Record extracts
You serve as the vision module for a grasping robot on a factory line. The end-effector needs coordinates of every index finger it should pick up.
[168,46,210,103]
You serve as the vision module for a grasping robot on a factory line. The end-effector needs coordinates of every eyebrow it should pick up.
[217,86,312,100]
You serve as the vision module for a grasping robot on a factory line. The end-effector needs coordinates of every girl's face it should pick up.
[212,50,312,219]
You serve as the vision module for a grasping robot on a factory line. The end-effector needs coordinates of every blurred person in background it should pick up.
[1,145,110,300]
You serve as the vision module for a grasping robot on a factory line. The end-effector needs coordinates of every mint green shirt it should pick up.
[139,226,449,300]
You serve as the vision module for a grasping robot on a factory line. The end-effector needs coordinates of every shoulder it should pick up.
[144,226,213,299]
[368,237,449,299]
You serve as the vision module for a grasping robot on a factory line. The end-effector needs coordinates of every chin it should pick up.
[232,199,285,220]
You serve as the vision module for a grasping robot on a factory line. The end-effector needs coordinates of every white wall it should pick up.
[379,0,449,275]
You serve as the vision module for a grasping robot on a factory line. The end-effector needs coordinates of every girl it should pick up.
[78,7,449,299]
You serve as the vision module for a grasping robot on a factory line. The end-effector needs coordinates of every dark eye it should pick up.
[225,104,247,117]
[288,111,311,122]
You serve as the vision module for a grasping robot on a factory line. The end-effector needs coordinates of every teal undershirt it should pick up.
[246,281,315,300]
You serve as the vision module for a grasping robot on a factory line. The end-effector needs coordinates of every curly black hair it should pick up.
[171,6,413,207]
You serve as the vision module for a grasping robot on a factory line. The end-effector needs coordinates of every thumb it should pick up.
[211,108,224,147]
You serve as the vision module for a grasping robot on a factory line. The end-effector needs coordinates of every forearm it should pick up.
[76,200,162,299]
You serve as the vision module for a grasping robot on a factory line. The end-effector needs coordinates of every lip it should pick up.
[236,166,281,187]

Do this
Reproduce all of the rows above word for word, keeping their original order.

Exercise answer
You serve as the vision module for a grasping robot on a factory line. The end-effector needs coordinates of every index finger it should pick up.
[168,46,210,103]
You serve as the vision module for a grasping robot on a factory line. The end-effector needs coordinates of every eyebrow it should pick up.
[217,86,312,100]
You serve as the vision module for a grasping robot on a factory line. The end-effector needs coordinates of every girl's face it should pick up.
[212,50,312,219]
You serve as the vision module for a grasping robot on a factory line. The end-effector needs coordinates of every blurred person in background it should pick up.
[1,145,110,300]
You serve as the vision module for a grasping robot on a factory line. The end-effector needs coordinates of every mint green shirt it should pick up.
[139,226,449,300]
You serve as the vision module for a grasping robot on a factory line. The end-effector needs coordinates of every shoulder it should pick up.
[144,226,213,299]
[368,237,449,299]
You serve as the vision module for a grasping robot on a factory line. The end-effector needs coordinates of every chin it should pick up.
[232,199,285,220]
You serve as the vision module for a grasping robot on a factory line. The end-effector needs coordinates of every white wall it should pick up.
[379,0,449,275]
You serve as the vision module for a grasping robot on a factory line. The end-effector needs coordinates of every girl it should pick up.
[78,7,449,299]
You serve as the vision module for a grasping robot on a factory line. The end-effector needs coordinates of every dark eye it should pick up.
[225,104,247,117]
[288,111,311,122]
You serve as the vision module for a grasping robot on a factory line. The end-effector needs coordinates of every teal undershirt it should pick up.
[246,281,315,300]
You serve as the vision module for a grasping robot on a factory line. The end-effector needs coordinates of every curly black hair it should pick up.
[171,6,413,207]
You serve as the vision module for a grasping robot on a factory line. The end-effector needs coordinates of every thumb it should pick up.
[211,108,224,147]
You serve as the vision module for a grasping robot on a factory line. The end-effector needs coordinates of every forearm it should pick up.
[76,200,162,299]
You serve as the vision module for a grasping robot on a factory line. The end-effector needs coordinates of every lip it should pick up.
[236,166,281,187]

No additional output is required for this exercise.